= TASK STATEMENT =
In the data that follows, how many lines include the string "boulder"? Answer with the number alone.

= EXCERPTED DATA =

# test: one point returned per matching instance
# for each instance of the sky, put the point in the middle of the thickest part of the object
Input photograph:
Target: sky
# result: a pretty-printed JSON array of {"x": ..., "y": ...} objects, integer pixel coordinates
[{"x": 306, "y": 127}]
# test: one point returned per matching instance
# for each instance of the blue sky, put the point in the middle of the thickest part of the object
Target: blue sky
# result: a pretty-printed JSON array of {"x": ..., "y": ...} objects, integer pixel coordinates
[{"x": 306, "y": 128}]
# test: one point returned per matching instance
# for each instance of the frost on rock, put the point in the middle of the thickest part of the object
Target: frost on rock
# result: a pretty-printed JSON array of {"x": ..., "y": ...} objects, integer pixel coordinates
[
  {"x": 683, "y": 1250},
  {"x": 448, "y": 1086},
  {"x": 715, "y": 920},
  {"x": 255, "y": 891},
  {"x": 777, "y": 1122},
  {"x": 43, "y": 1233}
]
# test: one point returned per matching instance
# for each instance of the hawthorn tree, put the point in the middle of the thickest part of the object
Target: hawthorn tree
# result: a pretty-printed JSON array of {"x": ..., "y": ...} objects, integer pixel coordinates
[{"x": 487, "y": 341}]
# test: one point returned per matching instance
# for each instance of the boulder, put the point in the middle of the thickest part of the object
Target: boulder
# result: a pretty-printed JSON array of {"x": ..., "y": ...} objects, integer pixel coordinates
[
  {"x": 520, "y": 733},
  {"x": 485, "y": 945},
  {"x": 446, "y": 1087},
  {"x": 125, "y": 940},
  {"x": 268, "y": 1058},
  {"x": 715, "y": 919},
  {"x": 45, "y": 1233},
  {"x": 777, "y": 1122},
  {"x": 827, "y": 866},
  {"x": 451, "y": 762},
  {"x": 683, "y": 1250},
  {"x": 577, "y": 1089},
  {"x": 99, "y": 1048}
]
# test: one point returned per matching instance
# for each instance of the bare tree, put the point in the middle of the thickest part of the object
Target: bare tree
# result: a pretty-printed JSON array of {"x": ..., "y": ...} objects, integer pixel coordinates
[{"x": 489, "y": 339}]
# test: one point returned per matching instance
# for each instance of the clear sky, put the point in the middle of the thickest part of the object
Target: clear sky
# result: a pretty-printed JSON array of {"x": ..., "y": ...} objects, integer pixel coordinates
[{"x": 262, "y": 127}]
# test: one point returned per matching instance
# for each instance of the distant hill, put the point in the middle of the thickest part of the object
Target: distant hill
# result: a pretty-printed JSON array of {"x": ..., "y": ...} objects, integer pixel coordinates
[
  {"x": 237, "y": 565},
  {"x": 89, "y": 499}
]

...

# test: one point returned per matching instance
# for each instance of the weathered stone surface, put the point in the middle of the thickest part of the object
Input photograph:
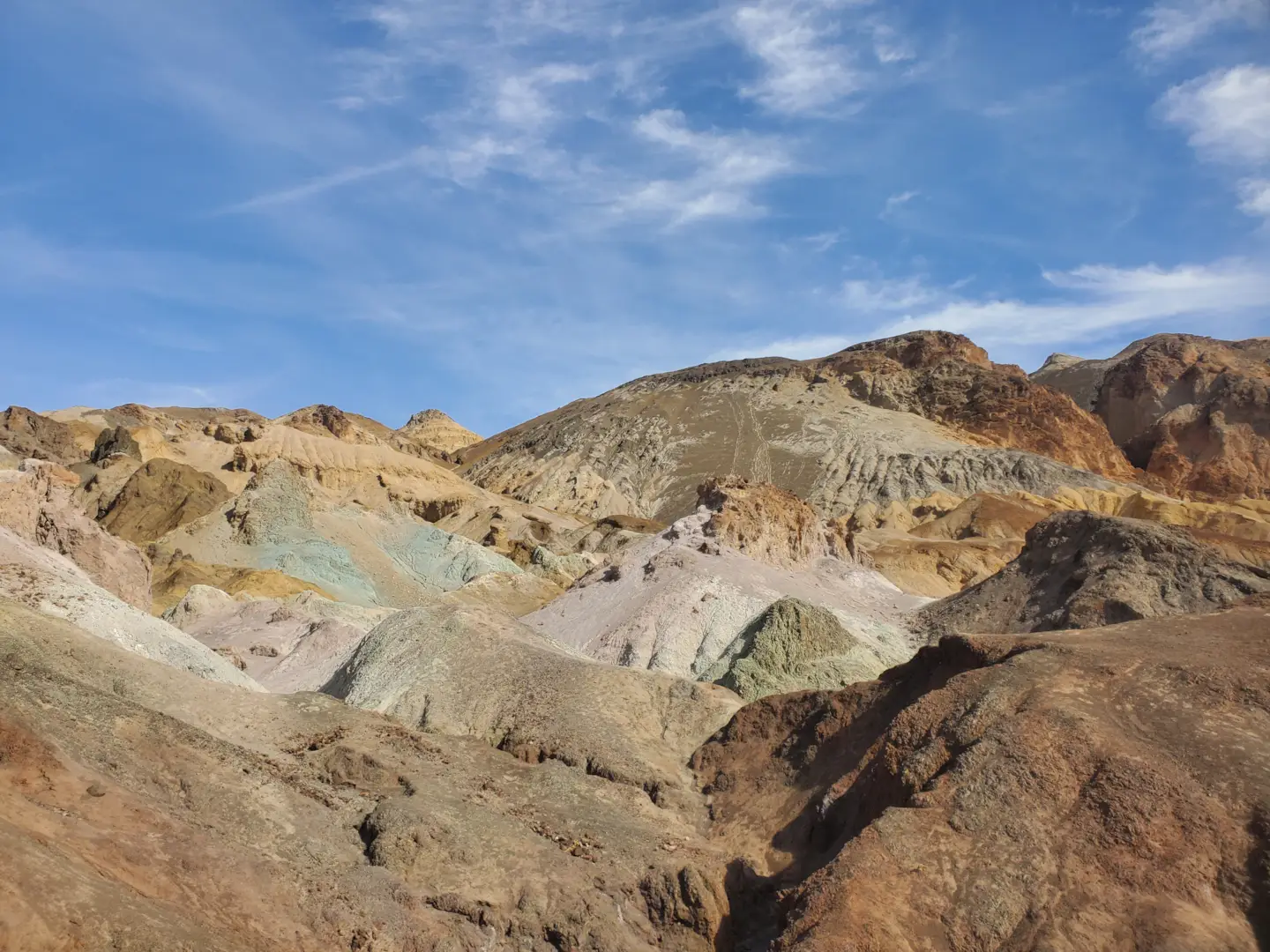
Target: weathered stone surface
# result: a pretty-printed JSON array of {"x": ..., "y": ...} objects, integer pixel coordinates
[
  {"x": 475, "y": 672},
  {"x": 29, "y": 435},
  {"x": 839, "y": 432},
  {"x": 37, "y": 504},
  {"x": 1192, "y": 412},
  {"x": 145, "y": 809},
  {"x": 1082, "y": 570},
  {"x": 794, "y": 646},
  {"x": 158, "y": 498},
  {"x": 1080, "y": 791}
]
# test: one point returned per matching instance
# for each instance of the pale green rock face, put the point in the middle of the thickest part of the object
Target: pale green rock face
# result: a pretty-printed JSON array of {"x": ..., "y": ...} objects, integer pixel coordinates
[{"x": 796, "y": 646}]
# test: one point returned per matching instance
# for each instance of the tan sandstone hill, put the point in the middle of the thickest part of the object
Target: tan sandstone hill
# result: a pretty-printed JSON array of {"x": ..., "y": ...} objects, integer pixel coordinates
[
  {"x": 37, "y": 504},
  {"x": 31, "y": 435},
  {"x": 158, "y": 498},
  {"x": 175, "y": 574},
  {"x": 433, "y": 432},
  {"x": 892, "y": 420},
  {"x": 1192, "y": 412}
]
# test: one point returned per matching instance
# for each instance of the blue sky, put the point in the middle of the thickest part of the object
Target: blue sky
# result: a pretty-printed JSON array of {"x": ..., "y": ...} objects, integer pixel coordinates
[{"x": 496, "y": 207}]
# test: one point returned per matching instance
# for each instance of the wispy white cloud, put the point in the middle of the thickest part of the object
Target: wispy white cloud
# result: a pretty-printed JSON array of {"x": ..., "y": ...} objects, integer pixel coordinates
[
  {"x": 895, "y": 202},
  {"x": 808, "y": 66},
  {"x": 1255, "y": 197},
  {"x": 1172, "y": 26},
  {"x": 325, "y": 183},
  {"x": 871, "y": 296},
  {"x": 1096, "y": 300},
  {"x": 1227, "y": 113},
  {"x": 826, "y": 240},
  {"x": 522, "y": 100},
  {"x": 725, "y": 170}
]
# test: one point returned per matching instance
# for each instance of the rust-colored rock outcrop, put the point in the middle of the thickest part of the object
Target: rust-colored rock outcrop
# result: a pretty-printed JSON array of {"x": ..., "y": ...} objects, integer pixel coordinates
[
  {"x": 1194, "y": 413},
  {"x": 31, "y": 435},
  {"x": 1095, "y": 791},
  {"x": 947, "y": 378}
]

= ANSWER TO THE PROBLEM =
2